Extract to read Start Marker
Awareness

Screen One More: Breast Cancer Charity's October Campaign Explained

Screen One More turns Breast Cancer Awareness Month attention into funded screening — pledge at least one complete exam (£25) for a woman who has never had a mammogram.

Breast Cancer Charity Editorial Team · · 9 min read
Screen One More: Breast Cancer Charity's October Campaign Explained

Screen One More is Breast Cancer Charity's owned October campaign. During Breast Cancer Awareness Month (1–31 October, observed across the UK and worldwide), supporters pledge to fund at least one complete breast cancer screening (£25) for a woman in a low-income community who has never been examined. The pledge is simple; the outcome is concrete.

Why Screen One More exists

October generates enormous pink-ribbon visibility — in workplaces, on social media, and across high streets. Visibility alone does not save lives. In the UK, the NHS invites women aged 50–71 for mammograms every three years; five-year survival exceeds 85%. In many low-income countries, routine screening does not exist and survival can fall below 40%. Screen One More converts October attention into one measurable unit: one more woman screened, one more chance to catch cancer before it spreads.

Breast Cancer Charity runs Screen One More as an independent campaign. We are an initiative of World Aid Network and are not affiliated with other charities' branded October events.

What £25 funds through Screen One More

Each Screen One More pledge funds a complete screening pathway for one woman in a community without NHS-equivalent access: clinical breast examination, ultrasound where equipment is available, health education on signs and symptoms, and referral for biopsy if a suspicious finding needs follow-up. This is the same £25 unit used across our field programmes in South and South-East Asia.
Extract to read End Marker
Data Start Marker
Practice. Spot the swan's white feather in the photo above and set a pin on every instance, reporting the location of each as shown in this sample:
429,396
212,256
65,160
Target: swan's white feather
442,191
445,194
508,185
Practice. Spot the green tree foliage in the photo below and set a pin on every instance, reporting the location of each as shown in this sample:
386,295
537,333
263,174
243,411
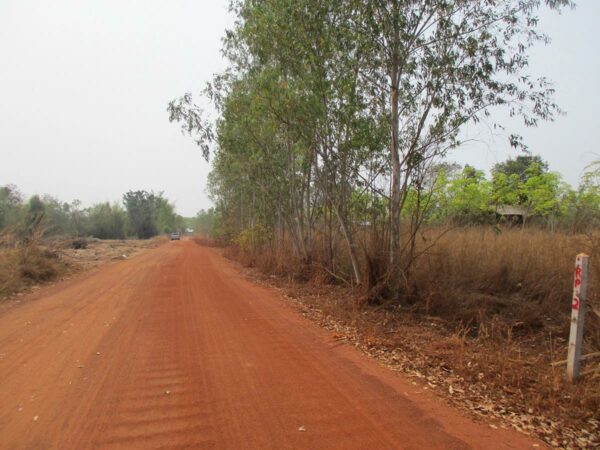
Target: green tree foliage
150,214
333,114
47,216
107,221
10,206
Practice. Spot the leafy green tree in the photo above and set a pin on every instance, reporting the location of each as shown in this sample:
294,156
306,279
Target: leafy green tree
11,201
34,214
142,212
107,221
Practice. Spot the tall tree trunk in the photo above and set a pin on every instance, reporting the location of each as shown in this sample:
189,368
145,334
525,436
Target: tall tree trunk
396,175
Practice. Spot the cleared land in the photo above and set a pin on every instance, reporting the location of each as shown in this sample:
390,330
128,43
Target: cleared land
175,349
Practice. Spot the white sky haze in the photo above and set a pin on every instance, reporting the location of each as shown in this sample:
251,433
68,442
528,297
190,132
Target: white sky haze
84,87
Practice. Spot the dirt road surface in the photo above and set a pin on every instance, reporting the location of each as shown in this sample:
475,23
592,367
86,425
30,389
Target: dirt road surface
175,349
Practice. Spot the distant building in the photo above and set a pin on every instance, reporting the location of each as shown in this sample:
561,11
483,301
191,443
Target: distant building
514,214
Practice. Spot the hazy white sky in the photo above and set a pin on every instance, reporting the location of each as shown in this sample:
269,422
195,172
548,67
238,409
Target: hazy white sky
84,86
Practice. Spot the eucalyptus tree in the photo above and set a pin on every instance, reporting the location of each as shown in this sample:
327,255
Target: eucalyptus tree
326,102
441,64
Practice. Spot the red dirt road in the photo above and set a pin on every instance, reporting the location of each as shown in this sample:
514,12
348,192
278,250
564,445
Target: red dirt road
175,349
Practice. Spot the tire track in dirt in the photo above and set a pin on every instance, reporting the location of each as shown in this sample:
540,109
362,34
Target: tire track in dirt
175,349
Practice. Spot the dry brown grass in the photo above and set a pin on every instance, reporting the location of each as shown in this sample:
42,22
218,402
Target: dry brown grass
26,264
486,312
Data End Marker
Data Start Marker
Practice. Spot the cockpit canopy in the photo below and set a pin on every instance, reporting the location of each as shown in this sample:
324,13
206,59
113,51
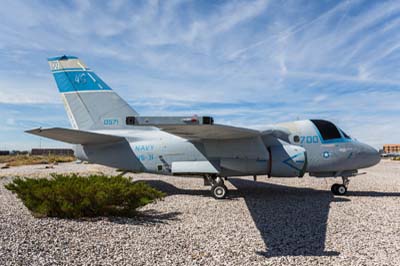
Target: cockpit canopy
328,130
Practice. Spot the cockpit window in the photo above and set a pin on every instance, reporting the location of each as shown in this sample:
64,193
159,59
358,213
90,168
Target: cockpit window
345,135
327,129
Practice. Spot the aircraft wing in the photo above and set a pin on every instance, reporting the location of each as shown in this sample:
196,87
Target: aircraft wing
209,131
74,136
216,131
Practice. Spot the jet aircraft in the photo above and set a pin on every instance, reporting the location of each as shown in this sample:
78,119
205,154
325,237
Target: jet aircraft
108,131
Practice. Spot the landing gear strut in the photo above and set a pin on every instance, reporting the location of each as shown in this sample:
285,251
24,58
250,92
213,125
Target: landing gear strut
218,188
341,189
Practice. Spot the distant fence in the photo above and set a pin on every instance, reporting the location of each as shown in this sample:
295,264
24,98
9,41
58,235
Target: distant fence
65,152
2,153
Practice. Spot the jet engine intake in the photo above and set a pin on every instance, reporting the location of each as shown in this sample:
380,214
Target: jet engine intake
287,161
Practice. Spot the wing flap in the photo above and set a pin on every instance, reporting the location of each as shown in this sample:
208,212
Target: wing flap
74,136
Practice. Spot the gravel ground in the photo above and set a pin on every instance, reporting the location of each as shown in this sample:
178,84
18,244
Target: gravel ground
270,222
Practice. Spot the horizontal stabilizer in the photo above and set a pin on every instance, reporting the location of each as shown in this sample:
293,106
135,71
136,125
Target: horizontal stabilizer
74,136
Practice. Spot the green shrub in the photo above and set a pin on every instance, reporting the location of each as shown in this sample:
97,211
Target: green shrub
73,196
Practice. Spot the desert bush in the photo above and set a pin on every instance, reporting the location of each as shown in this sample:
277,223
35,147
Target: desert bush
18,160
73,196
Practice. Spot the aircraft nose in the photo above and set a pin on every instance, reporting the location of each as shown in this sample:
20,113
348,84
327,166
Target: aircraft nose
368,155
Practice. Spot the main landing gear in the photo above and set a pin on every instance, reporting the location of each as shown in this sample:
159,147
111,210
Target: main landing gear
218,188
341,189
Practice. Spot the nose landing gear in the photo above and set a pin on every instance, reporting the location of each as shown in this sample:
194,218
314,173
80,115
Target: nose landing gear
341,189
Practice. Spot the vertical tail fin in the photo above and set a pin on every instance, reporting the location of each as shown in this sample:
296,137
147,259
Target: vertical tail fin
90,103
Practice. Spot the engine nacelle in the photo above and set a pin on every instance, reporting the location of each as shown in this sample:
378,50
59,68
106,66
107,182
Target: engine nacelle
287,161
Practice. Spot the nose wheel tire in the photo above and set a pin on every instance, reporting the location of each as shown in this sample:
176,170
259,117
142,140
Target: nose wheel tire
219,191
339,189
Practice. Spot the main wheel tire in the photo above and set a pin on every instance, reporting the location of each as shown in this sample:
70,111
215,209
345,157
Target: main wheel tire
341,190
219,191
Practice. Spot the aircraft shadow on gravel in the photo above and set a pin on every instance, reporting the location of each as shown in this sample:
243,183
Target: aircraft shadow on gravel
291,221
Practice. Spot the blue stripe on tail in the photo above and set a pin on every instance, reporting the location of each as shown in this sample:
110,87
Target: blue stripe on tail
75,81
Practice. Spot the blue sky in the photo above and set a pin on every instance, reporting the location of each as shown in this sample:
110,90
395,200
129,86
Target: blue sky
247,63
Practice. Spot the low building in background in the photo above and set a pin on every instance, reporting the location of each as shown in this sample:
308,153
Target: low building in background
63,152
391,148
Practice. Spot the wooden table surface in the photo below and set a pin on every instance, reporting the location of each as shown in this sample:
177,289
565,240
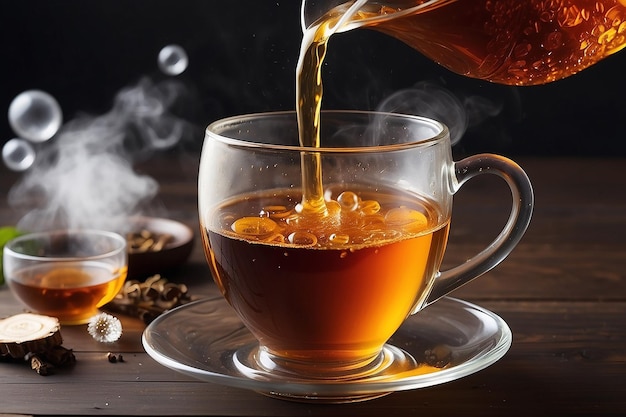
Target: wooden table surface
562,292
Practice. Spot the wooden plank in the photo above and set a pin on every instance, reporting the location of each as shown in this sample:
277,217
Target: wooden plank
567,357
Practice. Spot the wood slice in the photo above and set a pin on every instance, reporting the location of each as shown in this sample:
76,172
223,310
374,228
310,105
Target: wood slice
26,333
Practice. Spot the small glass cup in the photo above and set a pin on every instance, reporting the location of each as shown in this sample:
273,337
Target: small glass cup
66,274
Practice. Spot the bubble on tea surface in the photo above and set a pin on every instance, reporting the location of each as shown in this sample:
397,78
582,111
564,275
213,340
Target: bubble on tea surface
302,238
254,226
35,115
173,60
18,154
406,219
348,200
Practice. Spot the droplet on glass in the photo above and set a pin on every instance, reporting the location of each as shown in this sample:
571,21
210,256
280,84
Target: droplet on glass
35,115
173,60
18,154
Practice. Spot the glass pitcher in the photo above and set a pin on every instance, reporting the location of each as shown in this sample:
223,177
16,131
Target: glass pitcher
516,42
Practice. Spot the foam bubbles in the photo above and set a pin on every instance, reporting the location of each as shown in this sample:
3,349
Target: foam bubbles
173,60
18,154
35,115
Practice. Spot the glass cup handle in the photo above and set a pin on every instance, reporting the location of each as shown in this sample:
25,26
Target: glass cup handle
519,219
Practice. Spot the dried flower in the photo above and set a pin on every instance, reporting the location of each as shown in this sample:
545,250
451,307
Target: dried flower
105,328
Data End Marker
Pick up the Screen One More campaign article after its last paragraph and write the next part. You can leave the records aside; nothing here calls for them.

How to take part as an individual

  • Pledge one screening (£25) — or more if you can. Five pledges fund a small community screening session.
  • Pair your pledge with the 31-Day TLC Challenge: Touch–Look–Check daily through October (NHS method).
  • Share #ScreenOneMore on social media with one fact about early detection.
  • Attend your own NHS screening invitation if you are eligible — October is a useful reminder.
  • Contact [email protected] or call 020 4622 0003 while online giving opens soon.

Screen One More at work, school or in your community

Workplace and community pledges multiply impact quickly. A team of ten each pledging one screening funds ten examinations in a single month. Practical formats that work well in Britain:

  • Pink dress-down day with a £5 suggested donation — pool proceeds into Screen One More pledges.
  • Employer matched giving — ask HR to match staff pledges pound for pound during October.
  • Sponsored walk or step challenge — tie miles to screening units (£25 per pledge).
  • School or university assembly on NHS screening and TLC, with a voluntary Screen One More collection.
  • Bake sale or coffee morning — be explicit that £25 from the takings funds one overseas screening.

Pair Screen One More with the 31-Day TLC Challenge

Awareness only works if it changes behaviour. The 31-Day TLC Challenge builds a monthly breast awareness habit using Touch–Look–Check — the method recommended by the NHS. Each day in October, take two minutes to check your breasts and share one fact about early detection. TLC does not replace mammograms, but it helps you notice changes between NHS screening appointments.

October in context: UK facts that motivate the pledge

Around 56,000 people are diagnosed with breast cancer in the UK each year. When caught early through screening, five-year survival is roughly 99% at Stage I. Globally, the WHO recorded 2.3 million new cases in 2022 — and the majority of deaths occur where screening arrives too late or not at all. Screen One More is for donors who want October to mean more than a ribbon.